[Excerpts of labeled region data]
** start **

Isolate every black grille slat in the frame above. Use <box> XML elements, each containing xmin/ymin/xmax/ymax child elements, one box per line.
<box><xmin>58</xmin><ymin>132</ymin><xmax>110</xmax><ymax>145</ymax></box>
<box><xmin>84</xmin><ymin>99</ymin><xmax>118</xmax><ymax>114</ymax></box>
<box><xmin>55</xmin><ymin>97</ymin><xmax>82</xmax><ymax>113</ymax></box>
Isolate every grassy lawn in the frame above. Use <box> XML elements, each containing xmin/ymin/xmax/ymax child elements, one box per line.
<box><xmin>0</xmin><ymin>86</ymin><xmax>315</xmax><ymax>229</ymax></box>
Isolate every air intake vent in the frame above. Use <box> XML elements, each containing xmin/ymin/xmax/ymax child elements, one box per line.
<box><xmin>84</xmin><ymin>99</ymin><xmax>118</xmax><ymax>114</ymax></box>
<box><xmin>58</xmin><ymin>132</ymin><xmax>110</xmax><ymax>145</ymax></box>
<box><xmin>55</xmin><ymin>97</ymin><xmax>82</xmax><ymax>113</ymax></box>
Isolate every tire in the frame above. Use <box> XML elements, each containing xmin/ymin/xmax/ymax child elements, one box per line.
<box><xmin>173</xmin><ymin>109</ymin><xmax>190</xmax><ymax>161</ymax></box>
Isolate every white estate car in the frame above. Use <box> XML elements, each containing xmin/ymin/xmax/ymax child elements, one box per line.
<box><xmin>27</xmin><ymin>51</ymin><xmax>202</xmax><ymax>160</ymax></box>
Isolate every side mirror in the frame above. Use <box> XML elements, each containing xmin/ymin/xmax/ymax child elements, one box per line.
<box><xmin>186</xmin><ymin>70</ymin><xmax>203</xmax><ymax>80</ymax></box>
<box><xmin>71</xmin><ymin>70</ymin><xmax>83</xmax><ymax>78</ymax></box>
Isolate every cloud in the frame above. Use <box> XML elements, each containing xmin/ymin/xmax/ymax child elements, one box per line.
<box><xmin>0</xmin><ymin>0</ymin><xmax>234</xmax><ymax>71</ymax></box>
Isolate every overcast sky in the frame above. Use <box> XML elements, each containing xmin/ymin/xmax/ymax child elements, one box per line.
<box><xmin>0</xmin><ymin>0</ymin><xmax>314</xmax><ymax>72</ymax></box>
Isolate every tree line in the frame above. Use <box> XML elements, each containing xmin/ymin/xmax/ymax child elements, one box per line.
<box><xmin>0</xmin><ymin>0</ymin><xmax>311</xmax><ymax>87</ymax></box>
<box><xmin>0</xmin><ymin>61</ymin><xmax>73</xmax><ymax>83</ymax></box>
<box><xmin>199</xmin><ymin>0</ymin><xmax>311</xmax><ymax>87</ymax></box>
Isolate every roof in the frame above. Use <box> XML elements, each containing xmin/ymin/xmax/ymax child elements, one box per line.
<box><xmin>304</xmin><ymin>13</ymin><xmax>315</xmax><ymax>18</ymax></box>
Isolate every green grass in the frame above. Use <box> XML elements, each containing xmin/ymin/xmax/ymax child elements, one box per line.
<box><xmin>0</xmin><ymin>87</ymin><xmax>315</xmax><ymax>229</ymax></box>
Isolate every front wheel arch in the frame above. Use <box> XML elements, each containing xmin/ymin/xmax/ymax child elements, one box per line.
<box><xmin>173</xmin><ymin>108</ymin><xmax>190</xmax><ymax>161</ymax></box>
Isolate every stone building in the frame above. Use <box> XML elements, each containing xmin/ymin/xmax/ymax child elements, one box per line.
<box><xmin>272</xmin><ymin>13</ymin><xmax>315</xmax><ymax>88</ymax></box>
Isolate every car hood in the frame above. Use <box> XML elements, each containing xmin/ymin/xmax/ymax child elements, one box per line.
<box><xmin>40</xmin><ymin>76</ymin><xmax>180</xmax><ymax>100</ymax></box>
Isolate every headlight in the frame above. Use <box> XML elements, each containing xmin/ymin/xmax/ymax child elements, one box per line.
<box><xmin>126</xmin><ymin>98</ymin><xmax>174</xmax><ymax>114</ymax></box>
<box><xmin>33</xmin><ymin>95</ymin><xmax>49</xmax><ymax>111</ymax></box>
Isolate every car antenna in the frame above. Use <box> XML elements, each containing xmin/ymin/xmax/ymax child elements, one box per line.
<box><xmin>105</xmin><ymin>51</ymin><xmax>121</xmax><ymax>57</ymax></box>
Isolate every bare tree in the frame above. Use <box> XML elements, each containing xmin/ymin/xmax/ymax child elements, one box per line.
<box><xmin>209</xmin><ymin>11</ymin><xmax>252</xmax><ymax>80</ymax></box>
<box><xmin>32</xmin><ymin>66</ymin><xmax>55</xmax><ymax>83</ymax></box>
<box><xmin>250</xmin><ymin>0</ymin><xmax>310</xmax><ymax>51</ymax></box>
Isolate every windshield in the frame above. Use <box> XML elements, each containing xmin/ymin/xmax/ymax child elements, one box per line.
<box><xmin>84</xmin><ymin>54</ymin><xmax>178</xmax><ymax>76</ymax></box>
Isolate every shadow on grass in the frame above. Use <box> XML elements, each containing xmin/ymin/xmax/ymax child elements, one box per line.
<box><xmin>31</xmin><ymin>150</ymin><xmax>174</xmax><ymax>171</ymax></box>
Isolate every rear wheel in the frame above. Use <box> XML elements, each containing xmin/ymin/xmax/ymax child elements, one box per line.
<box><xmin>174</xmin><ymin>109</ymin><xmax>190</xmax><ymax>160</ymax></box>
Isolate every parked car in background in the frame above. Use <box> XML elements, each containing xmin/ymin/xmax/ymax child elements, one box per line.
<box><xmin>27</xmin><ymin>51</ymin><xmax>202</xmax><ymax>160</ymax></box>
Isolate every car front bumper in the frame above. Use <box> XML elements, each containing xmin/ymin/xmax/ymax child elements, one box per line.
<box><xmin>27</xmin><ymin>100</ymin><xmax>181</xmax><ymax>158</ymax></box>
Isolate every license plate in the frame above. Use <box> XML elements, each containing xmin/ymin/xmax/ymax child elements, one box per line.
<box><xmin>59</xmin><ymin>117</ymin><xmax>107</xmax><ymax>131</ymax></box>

** end **

▶ **Required task**
Count the lines of the data above that contain the string "tree", treating uppercase and lowercase as different. Give only the number.

▶ **Written solution**
2